▸ What you are asked to do:
Using the entries that follow, state how many lines contain the word "with". The response is that number and nothing more.

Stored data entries
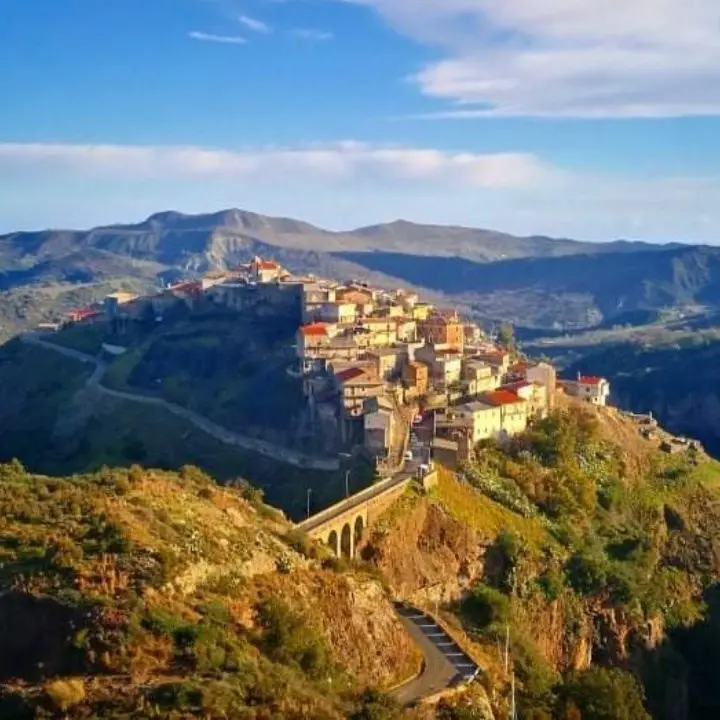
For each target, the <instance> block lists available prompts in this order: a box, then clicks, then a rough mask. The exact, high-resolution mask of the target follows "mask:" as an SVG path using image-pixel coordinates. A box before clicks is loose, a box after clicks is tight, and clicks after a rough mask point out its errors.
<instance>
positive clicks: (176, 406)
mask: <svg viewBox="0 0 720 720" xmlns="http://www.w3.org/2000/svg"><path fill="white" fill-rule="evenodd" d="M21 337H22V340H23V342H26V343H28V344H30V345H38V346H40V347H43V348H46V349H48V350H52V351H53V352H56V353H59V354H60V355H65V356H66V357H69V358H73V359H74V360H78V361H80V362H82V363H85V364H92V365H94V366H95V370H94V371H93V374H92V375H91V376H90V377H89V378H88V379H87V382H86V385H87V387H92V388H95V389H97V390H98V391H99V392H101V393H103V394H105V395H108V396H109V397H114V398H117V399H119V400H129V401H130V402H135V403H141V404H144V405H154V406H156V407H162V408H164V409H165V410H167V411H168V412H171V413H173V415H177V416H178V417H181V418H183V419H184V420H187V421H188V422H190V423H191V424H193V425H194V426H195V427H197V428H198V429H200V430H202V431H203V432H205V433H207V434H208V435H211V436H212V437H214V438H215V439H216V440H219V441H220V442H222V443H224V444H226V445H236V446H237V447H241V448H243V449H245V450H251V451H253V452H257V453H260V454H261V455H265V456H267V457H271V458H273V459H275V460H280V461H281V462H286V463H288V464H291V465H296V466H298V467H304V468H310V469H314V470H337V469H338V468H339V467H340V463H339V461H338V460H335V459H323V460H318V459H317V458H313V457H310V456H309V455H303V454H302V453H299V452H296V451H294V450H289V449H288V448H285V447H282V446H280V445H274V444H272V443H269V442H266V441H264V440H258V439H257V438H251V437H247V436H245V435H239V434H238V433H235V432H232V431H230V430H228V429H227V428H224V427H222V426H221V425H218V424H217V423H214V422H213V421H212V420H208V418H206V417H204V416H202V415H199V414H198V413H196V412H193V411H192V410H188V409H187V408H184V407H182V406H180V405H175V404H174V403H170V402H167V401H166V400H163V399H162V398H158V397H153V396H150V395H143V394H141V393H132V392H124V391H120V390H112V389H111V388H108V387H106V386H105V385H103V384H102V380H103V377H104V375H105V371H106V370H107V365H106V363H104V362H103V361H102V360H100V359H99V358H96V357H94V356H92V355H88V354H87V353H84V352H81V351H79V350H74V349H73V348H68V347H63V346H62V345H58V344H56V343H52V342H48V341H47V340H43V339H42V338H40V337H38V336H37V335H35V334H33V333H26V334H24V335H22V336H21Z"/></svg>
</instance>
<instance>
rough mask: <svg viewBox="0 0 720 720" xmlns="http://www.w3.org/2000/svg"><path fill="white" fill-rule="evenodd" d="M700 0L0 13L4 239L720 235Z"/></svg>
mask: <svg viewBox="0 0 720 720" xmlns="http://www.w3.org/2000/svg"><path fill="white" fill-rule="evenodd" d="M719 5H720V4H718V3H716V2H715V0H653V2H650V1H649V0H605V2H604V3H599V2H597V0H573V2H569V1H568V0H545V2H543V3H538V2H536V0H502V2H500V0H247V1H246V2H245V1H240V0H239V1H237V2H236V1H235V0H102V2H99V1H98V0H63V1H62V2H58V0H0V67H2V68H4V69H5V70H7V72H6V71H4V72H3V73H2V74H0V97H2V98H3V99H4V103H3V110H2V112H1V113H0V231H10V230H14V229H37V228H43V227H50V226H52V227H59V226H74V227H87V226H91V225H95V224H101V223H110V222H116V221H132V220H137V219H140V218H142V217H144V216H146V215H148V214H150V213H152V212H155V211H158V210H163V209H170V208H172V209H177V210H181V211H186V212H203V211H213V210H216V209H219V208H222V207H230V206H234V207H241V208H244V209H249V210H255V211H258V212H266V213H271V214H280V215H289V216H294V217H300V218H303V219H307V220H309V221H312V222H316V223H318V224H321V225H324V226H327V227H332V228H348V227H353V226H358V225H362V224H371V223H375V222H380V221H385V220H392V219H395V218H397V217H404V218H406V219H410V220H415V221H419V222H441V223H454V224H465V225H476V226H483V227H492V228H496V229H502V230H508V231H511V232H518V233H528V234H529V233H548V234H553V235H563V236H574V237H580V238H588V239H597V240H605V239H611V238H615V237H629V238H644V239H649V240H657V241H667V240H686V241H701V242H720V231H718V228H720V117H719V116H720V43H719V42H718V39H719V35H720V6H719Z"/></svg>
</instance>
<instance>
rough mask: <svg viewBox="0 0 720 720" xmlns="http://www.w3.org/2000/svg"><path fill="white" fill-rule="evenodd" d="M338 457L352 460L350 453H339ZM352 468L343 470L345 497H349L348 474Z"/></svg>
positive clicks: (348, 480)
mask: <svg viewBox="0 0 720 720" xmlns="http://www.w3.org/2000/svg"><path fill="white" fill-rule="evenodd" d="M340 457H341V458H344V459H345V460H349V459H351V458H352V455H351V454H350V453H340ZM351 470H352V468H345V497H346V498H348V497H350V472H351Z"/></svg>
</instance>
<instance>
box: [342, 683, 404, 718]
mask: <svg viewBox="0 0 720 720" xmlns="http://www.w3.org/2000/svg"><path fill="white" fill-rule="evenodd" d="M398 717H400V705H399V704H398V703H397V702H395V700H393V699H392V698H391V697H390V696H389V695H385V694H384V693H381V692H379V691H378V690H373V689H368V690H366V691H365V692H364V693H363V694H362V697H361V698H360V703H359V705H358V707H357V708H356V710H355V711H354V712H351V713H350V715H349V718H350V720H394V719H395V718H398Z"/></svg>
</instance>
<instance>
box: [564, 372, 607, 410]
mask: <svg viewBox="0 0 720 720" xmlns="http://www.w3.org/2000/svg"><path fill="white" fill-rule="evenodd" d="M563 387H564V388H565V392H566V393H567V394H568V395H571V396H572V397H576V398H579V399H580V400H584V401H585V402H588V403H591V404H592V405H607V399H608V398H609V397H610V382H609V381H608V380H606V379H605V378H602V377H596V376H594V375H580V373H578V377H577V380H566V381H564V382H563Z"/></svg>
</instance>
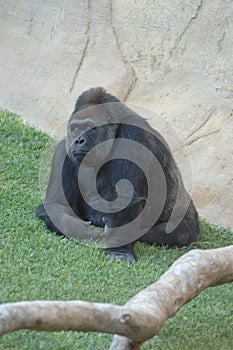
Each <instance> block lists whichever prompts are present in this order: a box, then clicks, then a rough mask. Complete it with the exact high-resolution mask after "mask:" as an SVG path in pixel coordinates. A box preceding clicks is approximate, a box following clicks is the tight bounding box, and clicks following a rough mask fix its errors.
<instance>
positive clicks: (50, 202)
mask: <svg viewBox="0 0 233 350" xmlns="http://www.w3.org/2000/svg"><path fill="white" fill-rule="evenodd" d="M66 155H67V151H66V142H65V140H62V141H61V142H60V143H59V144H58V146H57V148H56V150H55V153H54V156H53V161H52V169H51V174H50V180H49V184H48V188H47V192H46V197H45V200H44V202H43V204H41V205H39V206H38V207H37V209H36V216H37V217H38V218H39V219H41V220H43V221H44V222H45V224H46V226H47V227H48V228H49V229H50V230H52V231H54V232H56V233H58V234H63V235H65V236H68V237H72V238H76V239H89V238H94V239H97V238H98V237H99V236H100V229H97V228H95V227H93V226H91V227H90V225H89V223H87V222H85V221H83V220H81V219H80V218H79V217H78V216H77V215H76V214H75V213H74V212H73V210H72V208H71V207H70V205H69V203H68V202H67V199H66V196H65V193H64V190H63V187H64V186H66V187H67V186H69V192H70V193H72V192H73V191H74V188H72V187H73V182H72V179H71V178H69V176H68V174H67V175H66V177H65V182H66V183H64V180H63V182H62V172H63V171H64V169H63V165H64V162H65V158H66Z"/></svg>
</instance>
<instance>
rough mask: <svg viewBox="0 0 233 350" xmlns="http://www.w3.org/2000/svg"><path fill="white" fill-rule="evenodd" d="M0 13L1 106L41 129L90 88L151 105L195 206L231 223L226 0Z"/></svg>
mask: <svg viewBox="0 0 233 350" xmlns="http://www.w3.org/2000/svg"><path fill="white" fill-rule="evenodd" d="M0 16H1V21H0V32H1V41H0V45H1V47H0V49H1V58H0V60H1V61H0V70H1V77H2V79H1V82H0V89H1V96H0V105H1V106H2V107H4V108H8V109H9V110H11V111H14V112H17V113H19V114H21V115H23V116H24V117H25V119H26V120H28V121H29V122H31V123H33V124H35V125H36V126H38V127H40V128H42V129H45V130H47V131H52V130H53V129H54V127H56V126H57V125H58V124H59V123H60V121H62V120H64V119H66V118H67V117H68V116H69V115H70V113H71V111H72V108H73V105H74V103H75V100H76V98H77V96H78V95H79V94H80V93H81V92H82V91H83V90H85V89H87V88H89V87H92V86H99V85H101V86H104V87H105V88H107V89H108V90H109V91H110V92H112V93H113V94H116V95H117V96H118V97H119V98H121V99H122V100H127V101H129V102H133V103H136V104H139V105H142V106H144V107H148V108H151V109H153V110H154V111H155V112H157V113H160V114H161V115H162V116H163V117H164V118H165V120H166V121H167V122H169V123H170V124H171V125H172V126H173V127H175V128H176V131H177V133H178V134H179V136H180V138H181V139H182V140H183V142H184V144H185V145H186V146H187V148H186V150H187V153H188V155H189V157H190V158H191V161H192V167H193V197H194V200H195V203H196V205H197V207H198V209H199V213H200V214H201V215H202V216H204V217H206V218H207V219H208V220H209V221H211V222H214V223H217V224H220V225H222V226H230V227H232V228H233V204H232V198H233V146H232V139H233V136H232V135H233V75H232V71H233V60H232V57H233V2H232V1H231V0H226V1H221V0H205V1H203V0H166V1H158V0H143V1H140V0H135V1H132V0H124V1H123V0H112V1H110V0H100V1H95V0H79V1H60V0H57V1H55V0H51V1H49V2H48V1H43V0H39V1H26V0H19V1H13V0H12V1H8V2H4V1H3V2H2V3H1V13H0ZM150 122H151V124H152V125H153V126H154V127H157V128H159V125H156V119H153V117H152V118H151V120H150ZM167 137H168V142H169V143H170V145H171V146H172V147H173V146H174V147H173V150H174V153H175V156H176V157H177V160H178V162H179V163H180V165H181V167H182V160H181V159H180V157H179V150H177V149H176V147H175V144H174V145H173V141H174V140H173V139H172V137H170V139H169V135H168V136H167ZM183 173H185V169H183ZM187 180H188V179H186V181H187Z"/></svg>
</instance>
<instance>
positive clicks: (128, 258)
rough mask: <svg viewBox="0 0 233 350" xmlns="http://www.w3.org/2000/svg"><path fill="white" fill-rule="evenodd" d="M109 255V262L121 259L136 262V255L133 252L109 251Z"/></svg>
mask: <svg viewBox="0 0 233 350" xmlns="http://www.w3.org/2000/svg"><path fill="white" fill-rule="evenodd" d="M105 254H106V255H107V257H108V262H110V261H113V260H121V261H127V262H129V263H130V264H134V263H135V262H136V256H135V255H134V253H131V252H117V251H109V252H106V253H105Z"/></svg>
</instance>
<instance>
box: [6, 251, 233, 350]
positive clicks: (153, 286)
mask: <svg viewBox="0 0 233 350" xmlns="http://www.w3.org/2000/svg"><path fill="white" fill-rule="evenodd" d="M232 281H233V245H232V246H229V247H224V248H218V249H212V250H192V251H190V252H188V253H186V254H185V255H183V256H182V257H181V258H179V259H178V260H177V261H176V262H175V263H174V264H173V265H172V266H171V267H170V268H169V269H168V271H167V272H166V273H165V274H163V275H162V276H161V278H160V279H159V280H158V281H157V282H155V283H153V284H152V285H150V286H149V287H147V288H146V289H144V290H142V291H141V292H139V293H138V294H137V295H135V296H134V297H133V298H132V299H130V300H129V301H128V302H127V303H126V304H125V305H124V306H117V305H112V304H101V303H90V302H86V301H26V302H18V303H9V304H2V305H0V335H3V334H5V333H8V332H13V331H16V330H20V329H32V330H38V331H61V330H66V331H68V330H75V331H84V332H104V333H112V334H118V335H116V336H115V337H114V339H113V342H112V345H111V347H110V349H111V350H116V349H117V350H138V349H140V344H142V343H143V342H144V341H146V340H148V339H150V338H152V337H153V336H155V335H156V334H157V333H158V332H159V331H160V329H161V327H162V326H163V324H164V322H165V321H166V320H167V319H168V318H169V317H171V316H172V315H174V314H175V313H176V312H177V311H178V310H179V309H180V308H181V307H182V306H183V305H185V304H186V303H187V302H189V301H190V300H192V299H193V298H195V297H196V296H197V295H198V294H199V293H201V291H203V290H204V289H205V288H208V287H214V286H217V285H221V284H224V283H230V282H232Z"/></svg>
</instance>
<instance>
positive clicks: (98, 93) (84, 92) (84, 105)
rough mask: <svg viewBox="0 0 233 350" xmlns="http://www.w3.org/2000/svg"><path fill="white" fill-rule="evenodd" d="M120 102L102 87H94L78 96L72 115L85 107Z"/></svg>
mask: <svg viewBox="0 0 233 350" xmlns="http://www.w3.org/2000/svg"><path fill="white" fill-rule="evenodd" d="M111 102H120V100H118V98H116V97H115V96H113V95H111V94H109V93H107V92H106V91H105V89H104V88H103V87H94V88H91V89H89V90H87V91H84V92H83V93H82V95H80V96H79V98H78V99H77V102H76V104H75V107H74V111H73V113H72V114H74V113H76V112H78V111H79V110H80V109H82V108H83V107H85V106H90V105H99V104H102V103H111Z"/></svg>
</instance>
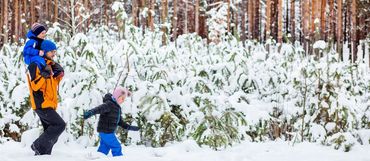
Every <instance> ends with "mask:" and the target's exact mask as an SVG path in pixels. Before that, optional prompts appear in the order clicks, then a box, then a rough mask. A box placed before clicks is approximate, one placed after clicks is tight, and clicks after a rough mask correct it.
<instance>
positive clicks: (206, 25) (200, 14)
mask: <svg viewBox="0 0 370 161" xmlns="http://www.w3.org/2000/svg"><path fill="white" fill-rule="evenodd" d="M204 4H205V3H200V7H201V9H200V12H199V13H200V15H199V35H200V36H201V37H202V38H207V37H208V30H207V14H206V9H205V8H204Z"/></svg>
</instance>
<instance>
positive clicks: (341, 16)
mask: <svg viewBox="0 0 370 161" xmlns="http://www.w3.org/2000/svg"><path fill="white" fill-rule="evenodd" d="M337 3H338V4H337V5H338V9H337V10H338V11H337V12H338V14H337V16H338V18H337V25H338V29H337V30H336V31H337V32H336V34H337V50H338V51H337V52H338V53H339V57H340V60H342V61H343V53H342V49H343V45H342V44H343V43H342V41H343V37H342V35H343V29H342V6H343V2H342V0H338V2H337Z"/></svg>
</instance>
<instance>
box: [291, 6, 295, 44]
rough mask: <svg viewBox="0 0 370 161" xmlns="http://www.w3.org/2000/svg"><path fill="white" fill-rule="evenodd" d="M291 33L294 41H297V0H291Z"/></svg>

▸ Output:
2